Instructions to follow
Find the line that contains "the truck front" in the entries below. Output it and each later line exactly, and nothing else.

** Start **

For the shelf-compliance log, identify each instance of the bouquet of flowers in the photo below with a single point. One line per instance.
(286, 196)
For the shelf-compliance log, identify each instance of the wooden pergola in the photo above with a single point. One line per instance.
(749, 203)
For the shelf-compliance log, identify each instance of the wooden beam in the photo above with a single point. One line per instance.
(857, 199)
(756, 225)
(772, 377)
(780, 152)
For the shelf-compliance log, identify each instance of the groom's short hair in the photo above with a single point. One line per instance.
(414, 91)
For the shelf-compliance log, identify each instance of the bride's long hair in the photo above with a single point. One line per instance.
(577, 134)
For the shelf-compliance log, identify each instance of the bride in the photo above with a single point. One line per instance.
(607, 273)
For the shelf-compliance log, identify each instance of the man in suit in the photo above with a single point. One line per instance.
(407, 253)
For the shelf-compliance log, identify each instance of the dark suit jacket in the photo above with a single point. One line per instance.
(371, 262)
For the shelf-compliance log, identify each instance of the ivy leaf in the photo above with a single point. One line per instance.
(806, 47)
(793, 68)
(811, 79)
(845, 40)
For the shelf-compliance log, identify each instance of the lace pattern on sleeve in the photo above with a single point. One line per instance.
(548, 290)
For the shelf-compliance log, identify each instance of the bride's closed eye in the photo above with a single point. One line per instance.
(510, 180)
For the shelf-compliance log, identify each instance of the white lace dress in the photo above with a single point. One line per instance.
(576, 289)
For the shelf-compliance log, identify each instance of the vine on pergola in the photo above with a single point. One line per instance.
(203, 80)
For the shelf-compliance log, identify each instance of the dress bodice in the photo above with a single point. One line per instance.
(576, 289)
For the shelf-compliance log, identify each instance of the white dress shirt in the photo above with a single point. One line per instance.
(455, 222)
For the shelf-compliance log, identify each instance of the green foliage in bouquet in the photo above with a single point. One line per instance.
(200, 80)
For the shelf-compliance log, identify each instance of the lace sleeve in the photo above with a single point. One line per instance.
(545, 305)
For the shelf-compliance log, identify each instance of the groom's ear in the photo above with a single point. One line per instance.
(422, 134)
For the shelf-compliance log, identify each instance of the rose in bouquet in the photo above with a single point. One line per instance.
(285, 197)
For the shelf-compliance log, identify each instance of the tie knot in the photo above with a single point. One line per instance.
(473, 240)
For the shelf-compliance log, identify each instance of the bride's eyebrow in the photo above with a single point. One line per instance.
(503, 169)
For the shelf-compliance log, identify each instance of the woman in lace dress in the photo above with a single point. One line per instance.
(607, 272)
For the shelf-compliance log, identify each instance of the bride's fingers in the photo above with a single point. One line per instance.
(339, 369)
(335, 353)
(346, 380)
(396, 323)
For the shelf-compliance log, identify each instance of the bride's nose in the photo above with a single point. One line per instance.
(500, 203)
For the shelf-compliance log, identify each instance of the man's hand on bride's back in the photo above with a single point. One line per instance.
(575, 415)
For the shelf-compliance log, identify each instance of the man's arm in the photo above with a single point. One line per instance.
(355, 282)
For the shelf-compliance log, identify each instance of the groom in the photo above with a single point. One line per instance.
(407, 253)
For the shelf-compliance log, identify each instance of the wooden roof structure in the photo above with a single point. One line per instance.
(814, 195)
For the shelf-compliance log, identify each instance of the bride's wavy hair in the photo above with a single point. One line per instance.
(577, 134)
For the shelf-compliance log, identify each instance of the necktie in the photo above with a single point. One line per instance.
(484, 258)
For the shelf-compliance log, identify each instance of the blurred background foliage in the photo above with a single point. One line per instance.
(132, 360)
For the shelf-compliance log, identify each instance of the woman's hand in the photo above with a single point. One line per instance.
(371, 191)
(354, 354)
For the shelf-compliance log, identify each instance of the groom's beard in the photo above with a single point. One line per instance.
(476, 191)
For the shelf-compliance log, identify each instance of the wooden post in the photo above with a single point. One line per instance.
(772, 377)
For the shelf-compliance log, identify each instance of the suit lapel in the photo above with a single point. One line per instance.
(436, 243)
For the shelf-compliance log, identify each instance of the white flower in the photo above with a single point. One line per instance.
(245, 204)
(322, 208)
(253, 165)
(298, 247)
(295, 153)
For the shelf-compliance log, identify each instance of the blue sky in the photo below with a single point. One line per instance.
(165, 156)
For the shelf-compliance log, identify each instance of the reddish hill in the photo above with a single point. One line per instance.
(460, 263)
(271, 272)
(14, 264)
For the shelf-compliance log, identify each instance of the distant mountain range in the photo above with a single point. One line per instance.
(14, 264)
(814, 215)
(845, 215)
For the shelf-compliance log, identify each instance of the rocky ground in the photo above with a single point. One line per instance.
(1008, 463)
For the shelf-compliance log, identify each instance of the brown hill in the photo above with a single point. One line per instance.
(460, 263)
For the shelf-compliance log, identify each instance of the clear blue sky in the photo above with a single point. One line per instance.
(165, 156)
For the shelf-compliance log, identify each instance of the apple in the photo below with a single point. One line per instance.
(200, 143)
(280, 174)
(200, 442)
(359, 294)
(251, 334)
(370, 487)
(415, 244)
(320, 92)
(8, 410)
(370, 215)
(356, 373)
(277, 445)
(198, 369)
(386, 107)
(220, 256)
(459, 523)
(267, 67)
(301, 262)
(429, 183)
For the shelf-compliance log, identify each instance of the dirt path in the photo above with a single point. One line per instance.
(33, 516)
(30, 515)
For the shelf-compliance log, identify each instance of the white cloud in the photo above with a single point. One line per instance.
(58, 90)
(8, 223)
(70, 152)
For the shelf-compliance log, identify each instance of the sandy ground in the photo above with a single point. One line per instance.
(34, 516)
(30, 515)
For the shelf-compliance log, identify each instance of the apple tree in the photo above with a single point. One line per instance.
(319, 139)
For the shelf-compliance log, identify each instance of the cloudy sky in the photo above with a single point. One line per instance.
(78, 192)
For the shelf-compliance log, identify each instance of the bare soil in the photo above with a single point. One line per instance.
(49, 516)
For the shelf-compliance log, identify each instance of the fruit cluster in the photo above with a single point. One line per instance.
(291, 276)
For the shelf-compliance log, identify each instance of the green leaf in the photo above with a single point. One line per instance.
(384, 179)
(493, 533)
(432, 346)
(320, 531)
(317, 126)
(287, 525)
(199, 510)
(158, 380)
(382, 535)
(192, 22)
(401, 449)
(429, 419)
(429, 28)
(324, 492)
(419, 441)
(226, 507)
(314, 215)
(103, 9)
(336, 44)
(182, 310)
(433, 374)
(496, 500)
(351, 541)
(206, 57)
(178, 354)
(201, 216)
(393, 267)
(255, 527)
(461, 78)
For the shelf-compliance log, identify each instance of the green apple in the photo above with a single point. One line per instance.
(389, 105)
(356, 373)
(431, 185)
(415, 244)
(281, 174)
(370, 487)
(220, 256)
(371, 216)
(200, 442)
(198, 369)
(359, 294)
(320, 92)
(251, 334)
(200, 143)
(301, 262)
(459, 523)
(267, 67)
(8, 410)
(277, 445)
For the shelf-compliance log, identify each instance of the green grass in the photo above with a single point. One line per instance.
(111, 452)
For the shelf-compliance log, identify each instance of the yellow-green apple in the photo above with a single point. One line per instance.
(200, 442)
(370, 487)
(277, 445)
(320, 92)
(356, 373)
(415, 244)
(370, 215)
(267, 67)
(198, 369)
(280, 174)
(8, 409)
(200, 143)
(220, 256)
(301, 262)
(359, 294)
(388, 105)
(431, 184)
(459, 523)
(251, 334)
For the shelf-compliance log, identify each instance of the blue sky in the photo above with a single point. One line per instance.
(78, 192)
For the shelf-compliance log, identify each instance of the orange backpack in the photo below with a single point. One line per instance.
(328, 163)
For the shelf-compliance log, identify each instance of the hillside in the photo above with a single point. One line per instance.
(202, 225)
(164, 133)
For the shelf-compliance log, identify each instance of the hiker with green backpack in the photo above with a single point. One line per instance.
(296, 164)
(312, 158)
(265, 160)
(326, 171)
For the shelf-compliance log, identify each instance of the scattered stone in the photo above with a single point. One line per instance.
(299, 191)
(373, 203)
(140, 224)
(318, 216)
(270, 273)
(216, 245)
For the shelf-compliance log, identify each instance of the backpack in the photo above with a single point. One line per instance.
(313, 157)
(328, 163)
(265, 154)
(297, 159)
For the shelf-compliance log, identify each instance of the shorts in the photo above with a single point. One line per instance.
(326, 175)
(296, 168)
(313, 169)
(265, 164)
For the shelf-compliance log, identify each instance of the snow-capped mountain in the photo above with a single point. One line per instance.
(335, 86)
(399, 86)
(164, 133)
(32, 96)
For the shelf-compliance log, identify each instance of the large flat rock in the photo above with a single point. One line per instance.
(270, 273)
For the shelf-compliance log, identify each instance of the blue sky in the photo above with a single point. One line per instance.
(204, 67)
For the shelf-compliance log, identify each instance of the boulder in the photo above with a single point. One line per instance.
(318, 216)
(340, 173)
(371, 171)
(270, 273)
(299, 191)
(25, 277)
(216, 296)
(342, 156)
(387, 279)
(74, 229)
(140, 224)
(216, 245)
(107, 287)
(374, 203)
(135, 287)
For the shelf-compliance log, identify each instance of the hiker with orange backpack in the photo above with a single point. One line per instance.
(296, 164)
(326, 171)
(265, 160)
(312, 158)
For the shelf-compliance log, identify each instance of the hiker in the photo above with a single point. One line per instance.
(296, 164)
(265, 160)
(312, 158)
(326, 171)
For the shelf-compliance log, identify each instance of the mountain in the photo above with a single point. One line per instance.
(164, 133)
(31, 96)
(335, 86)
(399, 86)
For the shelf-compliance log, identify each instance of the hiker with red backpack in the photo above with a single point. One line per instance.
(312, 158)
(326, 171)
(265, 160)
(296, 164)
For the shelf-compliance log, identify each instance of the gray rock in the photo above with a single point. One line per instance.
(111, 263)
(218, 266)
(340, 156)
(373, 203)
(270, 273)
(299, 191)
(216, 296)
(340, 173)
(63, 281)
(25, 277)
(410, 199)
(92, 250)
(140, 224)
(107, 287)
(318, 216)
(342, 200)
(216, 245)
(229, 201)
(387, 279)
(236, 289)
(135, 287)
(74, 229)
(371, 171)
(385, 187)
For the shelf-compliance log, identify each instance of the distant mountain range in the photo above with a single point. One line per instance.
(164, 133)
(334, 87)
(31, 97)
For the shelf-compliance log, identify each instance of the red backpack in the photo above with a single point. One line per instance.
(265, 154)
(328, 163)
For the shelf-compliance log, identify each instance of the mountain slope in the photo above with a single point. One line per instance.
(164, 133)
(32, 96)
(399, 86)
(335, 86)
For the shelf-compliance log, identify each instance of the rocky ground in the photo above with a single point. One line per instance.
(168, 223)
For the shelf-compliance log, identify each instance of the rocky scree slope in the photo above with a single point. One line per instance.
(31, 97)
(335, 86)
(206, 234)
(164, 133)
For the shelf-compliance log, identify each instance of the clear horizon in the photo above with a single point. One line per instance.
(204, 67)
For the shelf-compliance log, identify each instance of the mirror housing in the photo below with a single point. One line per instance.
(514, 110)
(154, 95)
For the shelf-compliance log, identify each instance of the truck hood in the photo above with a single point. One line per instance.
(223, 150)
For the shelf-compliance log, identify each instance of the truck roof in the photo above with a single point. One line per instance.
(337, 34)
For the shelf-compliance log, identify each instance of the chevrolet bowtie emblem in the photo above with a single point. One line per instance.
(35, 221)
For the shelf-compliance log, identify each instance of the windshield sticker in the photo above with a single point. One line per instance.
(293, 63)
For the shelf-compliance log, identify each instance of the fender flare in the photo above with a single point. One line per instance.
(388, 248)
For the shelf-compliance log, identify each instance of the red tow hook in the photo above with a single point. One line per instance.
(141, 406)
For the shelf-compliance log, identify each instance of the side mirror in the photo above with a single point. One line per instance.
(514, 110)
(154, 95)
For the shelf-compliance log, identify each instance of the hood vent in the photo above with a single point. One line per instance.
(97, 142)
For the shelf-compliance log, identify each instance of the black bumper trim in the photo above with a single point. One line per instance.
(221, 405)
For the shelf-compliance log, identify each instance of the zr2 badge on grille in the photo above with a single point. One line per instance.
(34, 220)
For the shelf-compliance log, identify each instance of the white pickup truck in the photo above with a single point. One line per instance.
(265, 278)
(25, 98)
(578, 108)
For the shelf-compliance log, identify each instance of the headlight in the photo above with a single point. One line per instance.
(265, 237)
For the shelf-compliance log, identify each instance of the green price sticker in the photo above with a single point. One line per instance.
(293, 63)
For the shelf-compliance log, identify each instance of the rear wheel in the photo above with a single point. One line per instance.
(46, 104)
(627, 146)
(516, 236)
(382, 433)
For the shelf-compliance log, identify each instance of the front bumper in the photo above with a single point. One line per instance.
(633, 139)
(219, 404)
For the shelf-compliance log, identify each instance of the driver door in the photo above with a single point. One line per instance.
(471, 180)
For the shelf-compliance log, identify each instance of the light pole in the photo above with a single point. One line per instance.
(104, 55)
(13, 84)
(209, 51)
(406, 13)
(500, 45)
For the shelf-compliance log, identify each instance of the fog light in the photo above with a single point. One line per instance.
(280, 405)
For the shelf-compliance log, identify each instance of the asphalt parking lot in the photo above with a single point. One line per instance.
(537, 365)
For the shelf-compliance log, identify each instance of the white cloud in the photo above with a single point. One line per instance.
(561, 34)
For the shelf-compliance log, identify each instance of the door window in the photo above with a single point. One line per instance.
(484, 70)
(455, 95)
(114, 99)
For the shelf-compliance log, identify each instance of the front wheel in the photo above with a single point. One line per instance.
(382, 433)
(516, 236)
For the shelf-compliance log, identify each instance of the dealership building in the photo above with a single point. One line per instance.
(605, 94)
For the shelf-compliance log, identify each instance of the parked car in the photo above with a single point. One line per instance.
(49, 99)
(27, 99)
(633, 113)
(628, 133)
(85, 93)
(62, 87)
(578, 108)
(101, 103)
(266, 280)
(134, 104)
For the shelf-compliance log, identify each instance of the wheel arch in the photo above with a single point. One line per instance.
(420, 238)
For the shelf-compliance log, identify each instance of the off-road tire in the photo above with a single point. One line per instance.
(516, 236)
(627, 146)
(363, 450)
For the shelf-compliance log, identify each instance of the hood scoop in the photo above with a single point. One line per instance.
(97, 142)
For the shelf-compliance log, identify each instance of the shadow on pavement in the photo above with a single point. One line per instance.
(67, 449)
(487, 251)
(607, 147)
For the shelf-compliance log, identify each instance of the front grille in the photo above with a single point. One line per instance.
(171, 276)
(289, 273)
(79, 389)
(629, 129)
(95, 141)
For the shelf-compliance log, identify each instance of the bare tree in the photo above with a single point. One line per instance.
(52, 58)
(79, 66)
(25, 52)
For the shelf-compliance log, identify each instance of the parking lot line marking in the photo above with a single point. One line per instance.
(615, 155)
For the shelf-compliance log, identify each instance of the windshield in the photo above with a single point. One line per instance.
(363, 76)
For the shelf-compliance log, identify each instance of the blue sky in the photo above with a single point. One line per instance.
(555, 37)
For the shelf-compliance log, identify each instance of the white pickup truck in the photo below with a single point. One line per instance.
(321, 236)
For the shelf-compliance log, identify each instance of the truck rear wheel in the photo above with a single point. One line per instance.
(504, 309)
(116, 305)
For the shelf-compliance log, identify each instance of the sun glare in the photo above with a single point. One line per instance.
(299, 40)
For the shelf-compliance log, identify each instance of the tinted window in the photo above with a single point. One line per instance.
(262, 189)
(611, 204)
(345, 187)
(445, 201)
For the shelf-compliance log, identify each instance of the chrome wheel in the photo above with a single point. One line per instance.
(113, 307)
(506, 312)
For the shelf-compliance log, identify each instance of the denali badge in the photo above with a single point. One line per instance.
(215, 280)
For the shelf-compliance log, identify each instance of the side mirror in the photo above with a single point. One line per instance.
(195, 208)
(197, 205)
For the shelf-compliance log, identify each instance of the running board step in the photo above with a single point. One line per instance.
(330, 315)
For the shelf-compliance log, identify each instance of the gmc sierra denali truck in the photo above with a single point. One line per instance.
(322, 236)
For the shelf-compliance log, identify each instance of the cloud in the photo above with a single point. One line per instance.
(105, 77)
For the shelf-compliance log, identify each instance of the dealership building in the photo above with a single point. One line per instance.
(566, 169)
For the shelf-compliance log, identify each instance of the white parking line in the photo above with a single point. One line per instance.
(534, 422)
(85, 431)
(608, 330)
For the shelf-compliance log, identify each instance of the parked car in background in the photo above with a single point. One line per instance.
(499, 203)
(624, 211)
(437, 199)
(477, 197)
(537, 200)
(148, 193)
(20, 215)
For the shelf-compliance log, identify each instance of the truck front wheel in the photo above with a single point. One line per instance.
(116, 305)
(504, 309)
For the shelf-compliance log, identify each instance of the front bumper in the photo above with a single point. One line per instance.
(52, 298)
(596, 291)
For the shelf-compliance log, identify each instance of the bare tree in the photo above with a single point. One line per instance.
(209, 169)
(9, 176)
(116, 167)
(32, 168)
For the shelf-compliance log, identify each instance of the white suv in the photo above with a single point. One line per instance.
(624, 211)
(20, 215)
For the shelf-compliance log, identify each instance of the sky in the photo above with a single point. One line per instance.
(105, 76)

** End **

Worked answer
For the shelf-compliance log, identify each instance of the truck front wheel in the photo above with a single point. One line per instance.
(116, 305)
(504, 309)
For the shelf-compliance log, identify each instance of the front bumper in the photo above with a single point. One line per instance.
(52, 298)
(596, 291)
For the shelf-compliance log, identify each instance of the bare tree in the photo above with a single point. One line per instance.
(209, 169)
(9, 176)
(116, 167)
(32, 168)
For the shelf-compliance log, identify each instance of the white suv in the photo above with a single point. One line per instance.
(624, 211)
(20, 215)
For the shelf-compliance log, identify each instance of the sky in the photo above with a single point. One line per instance.
(105, 76)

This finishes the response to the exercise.